* [Exercise 1]:
Reproduce the section of the review below that begins with the words "Nothing about The" and ends after the words "in other scenes).".

* [Quoted passage]:
Nothing about The Exterminators is particularly wonderful in and of itself, but taken as a whole it serves as a tantalising set-up for the story to come, introducing some intriguing new characters and situations, setting up a few fascinating plotlines and hooking listeners in with a great, if not entirely unexpected, cliff-hanger.

Other things:
I get what Briggs is trying to do with the sudden pre-titles cut to some Daleks ruthlessly mowing down a monkey, but I’m not quite sure it worked. It was a touch *too* jarring, and the hokey evolving primates thing regrettably reminds me of Scaredy Cat. That said, the scene with the dead one is really rather creepy.
Kaymee’s descent onto Graxis Major is well-rendered, and Laura Rees does a good job capturing her character’s bubbling nervousness (although she overacts a little in other scenes).
“Peace is a powerful drug; it shrouds fear in nobility.”
“I hope I’m wrong. I want to be wrong! The trouble is, I think I’m right.”
“It seems I went out [to Velyshaa] as low priority…and came back the same way.”
“This isn’t just some ancient myth. The Daleks were so ruthless, so powerful, so without conscience, that in order to destroy them, Kalendorf had to risk destroying the entire galaxy. And that’s what caused the Great Catastrophe.”
“What made you apply to become a Warden?”/“Didn’t I fill out that bit on the form?”

* [Exercise 2]:
Count the lines of the records that contain the string "post", treating case as significant, and give only the number.

* [Given data]:

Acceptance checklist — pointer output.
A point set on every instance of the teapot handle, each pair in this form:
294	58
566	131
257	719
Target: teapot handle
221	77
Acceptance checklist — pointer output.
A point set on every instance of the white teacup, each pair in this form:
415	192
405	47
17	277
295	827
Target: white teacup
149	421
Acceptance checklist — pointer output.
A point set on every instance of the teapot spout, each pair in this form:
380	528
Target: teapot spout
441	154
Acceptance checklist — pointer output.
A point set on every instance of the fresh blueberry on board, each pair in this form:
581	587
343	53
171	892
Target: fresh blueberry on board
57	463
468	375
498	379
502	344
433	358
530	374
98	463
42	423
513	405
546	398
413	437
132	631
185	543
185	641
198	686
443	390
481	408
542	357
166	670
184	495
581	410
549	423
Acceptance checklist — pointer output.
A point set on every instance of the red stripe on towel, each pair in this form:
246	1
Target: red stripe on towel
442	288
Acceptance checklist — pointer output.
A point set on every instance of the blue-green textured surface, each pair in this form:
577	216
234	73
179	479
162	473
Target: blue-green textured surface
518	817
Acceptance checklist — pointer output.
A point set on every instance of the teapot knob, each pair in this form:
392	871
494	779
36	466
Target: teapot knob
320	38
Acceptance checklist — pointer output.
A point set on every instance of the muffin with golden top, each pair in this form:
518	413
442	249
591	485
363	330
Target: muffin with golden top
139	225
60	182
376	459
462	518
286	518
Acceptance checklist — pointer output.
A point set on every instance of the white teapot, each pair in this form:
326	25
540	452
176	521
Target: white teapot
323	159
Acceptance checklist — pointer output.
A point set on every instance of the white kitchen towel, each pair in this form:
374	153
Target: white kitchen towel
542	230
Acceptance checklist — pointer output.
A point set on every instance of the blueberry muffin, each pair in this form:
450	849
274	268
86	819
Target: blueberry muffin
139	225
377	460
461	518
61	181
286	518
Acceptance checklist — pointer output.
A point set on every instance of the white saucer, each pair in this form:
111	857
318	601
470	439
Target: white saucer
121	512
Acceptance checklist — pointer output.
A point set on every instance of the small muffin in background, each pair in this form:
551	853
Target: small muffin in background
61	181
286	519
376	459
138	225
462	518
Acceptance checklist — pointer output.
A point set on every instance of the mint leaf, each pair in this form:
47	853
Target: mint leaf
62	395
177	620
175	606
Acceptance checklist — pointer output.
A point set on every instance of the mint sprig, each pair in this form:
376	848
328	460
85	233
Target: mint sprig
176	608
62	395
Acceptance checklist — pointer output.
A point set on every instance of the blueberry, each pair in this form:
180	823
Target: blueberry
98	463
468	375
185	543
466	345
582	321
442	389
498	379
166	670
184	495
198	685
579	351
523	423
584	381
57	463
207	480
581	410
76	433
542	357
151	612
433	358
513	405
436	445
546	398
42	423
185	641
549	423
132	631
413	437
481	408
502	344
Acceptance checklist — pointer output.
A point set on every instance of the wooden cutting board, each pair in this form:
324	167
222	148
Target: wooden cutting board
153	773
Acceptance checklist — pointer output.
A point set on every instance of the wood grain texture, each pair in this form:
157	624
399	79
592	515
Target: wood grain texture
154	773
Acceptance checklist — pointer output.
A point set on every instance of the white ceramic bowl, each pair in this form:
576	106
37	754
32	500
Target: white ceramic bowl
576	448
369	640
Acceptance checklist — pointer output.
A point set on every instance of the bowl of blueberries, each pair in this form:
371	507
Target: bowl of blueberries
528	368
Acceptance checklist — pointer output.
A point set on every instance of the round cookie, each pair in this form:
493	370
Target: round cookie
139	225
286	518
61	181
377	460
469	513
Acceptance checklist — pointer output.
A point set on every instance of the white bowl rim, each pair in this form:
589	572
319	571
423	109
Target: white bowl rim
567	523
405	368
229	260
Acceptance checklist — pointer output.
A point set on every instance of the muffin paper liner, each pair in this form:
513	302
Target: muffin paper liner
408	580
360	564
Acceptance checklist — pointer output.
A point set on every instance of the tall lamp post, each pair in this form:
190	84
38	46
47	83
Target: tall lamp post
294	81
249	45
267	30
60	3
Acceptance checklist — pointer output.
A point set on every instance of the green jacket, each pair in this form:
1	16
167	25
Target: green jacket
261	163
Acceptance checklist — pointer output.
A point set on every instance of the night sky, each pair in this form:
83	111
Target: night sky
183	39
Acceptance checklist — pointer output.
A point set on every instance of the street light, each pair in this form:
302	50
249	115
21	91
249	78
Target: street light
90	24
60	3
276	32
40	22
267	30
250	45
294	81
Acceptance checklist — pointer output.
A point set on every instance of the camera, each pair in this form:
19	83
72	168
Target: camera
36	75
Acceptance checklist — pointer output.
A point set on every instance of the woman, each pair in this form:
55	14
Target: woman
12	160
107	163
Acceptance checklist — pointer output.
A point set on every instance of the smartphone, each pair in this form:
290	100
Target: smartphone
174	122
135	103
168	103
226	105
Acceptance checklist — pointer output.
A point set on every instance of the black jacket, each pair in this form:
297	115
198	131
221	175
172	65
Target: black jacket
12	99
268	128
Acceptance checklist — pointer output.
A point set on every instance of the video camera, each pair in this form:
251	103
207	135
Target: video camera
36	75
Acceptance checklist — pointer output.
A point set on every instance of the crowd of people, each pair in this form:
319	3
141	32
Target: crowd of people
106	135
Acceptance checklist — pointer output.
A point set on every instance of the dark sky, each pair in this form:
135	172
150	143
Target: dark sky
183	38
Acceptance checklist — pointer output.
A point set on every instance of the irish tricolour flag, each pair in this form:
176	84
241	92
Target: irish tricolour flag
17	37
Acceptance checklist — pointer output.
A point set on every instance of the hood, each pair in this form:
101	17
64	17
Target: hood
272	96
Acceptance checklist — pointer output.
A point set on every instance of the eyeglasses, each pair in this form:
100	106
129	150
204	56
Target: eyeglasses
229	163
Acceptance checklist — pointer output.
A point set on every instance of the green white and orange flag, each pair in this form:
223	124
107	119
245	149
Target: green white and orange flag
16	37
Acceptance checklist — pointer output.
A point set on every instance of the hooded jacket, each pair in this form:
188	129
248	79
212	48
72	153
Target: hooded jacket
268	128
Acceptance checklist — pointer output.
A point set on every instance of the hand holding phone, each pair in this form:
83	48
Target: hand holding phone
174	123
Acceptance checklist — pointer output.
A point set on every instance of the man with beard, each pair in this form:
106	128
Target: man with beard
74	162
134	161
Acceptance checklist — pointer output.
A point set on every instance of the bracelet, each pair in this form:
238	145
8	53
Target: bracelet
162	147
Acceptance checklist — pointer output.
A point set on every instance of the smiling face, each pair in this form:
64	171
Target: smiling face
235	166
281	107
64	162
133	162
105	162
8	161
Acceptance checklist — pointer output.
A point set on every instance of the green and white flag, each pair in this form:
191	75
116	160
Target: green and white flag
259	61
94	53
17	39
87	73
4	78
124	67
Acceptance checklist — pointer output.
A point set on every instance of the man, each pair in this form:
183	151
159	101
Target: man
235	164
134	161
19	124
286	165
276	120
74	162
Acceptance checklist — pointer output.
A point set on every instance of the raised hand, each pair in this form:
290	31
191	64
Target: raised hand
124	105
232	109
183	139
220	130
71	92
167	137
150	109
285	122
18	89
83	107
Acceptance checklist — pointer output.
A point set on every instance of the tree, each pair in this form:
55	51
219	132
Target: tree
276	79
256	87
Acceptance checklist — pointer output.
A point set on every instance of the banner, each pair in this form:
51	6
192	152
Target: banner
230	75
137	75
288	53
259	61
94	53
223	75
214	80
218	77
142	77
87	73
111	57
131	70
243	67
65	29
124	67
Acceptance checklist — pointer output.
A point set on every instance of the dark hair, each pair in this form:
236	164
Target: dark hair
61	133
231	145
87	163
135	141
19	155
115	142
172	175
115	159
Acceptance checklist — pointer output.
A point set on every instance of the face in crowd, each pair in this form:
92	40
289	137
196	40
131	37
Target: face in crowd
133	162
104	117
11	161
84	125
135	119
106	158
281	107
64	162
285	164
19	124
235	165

* [Answer 1]:
Nothing about The Exterminators is particularly wonderful in and of itself, but taken as a whole it serves as a tantalising set-up for the story to come, introducing some intriguing new characters and situations, setting up a few fascinating plotlines and hooking listeners in with a great, if not entirely unexpected, cliff-hanger.

Other things:
I get what Briggs is trying to do with the sudden pre-titles cut to some Daleks ruthlessly mowing down a monkey, but I’m not quite sure it worked. It was a touch *too* jarring, and the hokey evolving primates thing regrettably reminds me of Scaredy Cat. That said, the scene with the dead one is really rather creepy.
Kaymee’s descent onto Graxis Major is well-rendered, and Laura Rees does a good job capturing her character’s bubbling nervousness (although she overacts a little in other scenes).

* [Answer 2]:
2